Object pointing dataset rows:
◆ ◆ ◆ ◆ ◆ ◆ ◆
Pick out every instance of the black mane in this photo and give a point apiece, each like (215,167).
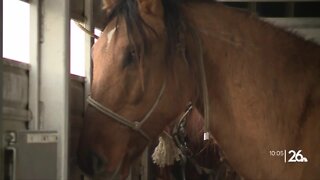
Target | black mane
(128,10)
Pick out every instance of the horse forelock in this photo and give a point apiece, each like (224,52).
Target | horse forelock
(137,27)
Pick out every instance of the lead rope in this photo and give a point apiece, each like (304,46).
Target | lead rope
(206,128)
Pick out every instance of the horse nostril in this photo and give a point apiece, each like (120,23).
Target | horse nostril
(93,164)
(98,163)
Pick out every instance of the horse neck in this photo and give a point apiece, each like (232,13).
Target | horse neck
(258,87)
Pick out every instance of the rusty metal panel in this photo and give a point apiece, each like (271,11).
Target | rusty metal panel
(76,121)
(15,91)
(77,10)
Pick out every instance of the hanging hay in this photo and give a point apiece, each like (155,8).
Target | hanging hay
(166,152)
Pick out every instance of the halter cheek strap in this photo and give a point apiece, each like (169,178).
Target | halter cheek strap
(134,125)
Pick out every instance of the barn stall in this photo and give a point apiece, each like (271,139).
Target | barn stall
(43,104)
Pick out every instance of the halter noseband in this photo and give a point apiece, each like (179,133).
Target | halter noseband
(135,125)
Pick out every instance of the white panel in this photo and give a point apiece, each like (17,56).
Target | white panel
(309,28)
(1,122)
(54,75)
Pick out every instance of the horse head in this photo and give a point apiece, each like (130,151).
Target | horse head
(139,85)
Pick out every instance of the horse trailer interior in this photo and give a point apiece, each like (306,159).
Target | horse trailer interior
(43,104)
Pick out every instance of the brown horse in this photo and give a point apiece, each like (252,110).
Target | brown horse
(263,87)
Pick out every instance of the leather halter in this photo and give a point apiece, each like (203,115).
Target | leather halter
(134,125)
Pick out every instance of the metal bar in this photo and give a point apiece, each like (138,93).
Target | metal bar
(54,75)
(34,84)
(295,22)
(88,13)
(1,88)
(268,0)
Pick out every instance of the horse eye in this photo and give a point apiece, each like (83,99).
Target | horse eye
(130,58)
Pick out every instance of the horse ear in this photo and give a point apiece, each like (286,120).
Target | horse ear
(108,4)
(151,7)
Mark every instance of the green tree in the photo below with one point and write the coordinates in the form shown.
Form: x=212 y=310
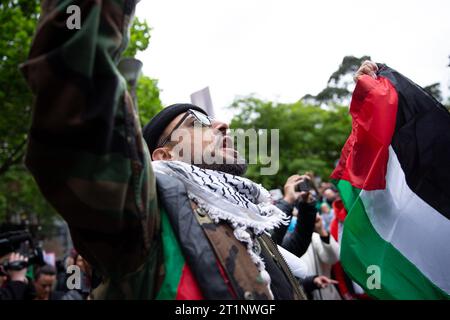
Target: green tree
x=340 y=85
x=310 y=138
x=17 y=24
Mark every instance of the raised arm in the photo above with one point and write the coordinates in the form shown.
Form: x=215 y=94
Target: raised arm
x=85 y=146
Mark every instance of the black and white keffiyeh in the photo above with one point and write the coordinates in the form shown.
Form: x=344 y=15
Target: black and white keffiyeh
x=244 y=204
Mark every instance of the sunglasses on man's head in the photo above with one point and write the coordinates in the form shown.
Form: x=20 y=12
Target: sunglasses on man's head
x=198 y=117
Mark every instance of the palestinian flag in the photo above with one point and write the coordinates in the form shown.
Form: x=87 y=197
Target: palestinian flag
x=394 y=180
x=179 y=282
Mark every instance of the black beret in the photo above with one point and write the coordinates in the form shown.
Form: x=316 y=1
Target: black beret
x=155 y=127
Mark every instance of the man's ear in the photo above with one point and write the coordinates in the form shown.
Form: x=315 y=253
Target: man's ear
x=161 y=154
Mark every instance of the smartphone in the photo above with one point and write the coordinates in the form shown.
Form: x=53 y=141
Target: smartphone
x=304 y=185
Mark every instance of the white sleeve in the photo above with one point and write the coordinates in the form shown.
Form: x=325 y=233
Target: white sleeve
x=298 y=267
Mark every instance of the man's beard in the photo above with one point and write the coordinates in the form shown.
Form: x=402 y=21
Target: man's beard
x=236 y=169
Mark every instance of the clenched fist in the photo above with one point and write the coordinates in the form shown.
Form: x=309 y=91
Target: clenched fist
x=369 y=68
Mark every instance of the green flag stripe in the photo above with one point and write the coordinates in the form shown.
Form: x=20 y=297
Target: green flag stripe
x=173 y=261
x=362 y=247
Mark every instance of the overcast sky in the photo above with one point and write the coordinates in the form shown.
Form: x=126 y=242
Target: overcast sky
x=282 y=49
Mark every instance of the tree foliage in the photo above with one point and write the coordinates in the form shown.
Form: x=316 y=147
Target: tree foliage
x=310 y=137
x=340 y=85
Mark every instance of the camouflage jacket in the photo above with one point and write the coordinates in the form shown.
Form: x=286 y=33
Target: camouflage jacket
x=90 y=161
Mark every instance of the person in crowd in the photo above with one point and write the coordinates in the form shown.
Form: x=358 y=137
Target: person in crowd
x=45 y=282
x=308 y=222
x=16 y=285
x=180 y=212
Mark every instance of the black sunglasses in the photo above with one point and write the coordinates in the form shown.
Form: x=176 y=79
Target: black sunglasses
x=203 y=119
◆ ◆ ◆ ◆ ◆ ◆ ◆
* [SET PROBLEM]: Rewrite the records above with every "instance" swapped for "occurrence" and nothing else changed. Leave the pictures out.

* [COMPLETED EXERCISE]:
Pick out every occurrence of the black mane in this photo and give a point apiece, each like (215,167).
Target | black mane
(128,10)
Pick out every occurrence of the horse forelock in this photo and give a point apiece, each like (224,52).
Target | horse forelock
(137,27)
Pick out every occurrence of the lead rope in this photo and give a point apiece, each like (304,46).
Target | lead rope
(206,128)
Pick out every occurrence of the horse nostril in this photo and give a point apiece, each like (120,23).
Target | horse nostril
(93,164)
(98,163)
Pick out every occurrence of the horse neck in this photo and give a point apiece, each like (232,13).
Target | horse neck
(258,87)
Pick out every occurrence of the rusty metal panel in this photo and give a point apiece, each like (271,11).
Target | rusty metal panel
(76,121)
(15,91)
(77,10)
Pick out every occurrence of the hanging hay in this photo and give a point apiece, each like (155,8).
Target | hanging hay
(166,152)
Pick out every occurrence of the halter cheek strap in this photo and give a point apiece, each like (169,178).
Target | halter cheek strap
(134,125)
Pick out every occurrence of the barn stall in this photo and give a point apiece, each like (271,139).
Target | barn stall
(43,104)
Pick out every occurrence of the halter noseband in this photo and give a point apiece, each like (179,133).
Target | halter noseband
(135,125)
Pick out every occurrence of the white panel in this photo and give a point apiece, each like (17,56).
Target | white panel
(309,28)
(1,122)
(54,75)
Pick out every occurrence of the horse head in this photo and give a point apiece, each like (130,151).
Target | horse head
(139,85)
Pick out every occurrence of the horse trailer interior in this photo and give a point apiece, each like (306,159).
Target | horse trailer interior
(43,104)
Pick out every occurrence of the brown horse in this photo and give a point apiece, each like (252,110).
Target | brown horse
(263,87)
Pick out every occurrence of the leather halter in this photo and give a point apiece, each like (203,115).
Target | leather halter
(134,125)
Pick out every occurrence of the metal bar in this photo and give a point apiece, each like (138,93).
Target | metal bar
(54,75)
(34,84)
(295,22)
(88,13)
(1,88)
(268,0)
Pick out every occurrence of the horse eye in this photo and give a point apiece, each like (83,99).
Target | horse eye
(130,58)
Pick out every occurrence of the horse ear in this photo and give a point apiece, each like (286,120).
Target | horse ear
(108,4)
(151,7)
Mark every occurrence of the green tree in the photo below with one point and write the coordinates in the form shown.
Form: x=212 y=310
Target: green tree
x=340 y=85
x=310 y=138
x=17 y=24
Mark every occurrence of the raised arm in the photo above with one point and write the coordinates in the form shown.
Form: x=215 y=94
Target: raised arm
x=85 y=146
Mark every occurrence of the black and white keffiyeh in the photo above with one point and write the coordinates in the form shown.
Form: x=344 y=15
Target: black and white keffiyeh
x=244 y=204
Mark every occurrence of the sunglasses on man's head in the photo above with one point and write the coordinates in the form shown.
Form: x=20 y=12
Target: sunglasses on man's head
x=198 y=117
Mark every occurrence of the palestinian flag in the photo above with one point and write the coordinates in the form shown.
Form: x=87 y=197
Target: palestinian flag
x=394 y=180
x=179 y=282
Mark every occurrence of the black beret in the photo above with one point and write the coordinates in the form shown.
Form: x=316 y=1
Target: black beret
x=155 y=127
Mark every occurrence of the man's ear in the photo above with one point and write the coordinates in the form shown.
Form: x=315 y=253
Target: man's ear
x=161 y=154
Mark every occurrence of the smartphone in the photo above with one point and write the coordinates in the form shown.
Form: x=53 y=141
Target: smartphone
x=304 y=185
Mark every occurrence of the white sleeve in the photo above with one point and write the coordinates in the form shown.
Form: x=325 y=233
Target: white sleeve
x=298 y=267
Mark every occurrence of the man's beard in the photo above with one point and write the coordinates in the form shown.
Form: x=402 y=21
Target: man's beard
x=236 y=169
Mark every occurrence of the clenched fist in the photo above with one point and write the coordinates in the form shown.
Form: x=309 y=91
Target: clenched fist
x=369 y=68
Mark every occurrence of the green flag stripe in the photo above with one point and write the coordinates in the form shown.
Form: x=20 y=297
Target: green flag stripe
x=173 y=261
x=362 y=247
Mark every occurrence of the overcast sky in the photo above with one point and write the coordinates in the form shown.
Form: x=126 y=242
Target: overcast sky
x=282 y=49
Mark every occurrence of the tree foliage in the photo above with one point and write the coordinates in the form shown.
Form: x=316 y=147
Target: tree foliage
x=310 y=137
x=340 y=85
Mark every occurrence of the camouflage jacket in the photo above with one point and write the coordinates in the form shown.
Form: x=286 y=33
Target: camouflage jacket
x=90 y=161
Mark every occurrence of the person in crowd in the photo above with one point and write the coordinates in the form shown.
Form: x=358 y=137
Target: person in crowd
x=45 y=282
x=308 y=222
x=16 y=285
x=180 y=212
Mark every occurrence of the black sunglasses in the photo above with one point and write the coordinates in the form shown.
Form: x=176 y=79
Target: black sunglasses
x=203 y=119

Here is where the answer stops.